_Given request_. Give each line of the records below as a row in a Markdown table, skipping blank lines. Use a column named "Row" for the row number and a column named "Record line" for the line itself.

_Information provided_.
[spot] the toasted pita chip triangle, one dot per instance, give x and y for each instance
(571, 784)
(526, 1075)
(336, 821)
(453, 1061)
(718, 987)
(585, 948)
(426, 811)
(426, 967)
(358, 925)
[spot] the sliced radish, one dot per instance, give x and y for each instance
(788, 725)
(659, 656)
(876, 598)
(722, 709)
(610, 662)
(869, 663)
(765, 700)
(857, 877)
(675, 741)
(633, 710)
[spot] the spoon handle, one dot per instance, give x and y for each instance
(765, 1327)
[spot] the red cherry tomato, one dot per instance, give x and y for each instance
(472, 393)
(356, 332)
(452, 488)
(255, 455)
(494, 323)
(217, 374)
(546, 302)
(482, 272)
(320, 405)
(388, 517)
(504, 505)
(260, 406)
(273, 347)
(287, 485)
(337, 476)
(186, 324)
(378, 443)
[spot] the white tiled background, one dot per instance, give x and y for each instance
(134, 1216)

_Output below_.
| Row | Record line |
|---|---|
| 1 | [spot] the toasted pita chip triangle, one dot per instance, give x and y for each instance |
| 2 | (571, 784) |
| 3 | (526, 1075) |
| 4 | (336, 821) |
| 5 | (453, 1061) |
| 6 | (718, 987) |
| 7 | (585, 948) |
| 8 | (426, 811) |
| 9 | (426, 967) |
| 10 | (358, 925) |
| 11 | [spot] the sliced radish, one dot per instance, give x and y for each instance |
| 12 | (788, 725) |
| 13 | (659, 656) |
| 14 | (876, 598) |
| 15 | (722, 709) |
| 16 | (610, 662) |
| 17 | (869, 663) |
| 18 | (765, 700) |
| 19 | (857, 877) |
| 20 | (675, 741) |
| 21 | (633, 710) |
| 22 | [spot] the spoon handle, one dot per instance, give x and y for each instance |
| 23 | (765, 1327) |
| 24 | [spot] the red cherry tomato, one dot per instance, give x and y for each instance |
| 25 | (472, 393) |
| 26 | (356, 332) |
| 27 | (452, 488) |
| 28 | (255, 455) |
| 29 | (494, 323) |
| 30 | (217, 374) |
| 31 | (546, 302) |
| 32 | (482, 272) |
| 33 | (320, 405) |
| 34 | (388, 517) |
| 35 | (504, 505) |
| 36 | (260, 406) |
| 37 | (273, 347) |
| 38 | (287, 485) |
| 39 | (337, 476) |
| 40 | (186, 324) |
| 41 | (378, 443) |
| 42 | [spot] the white tiled background, one dot per instance, give x and y for each instance |
| 43 | (134, 1216) |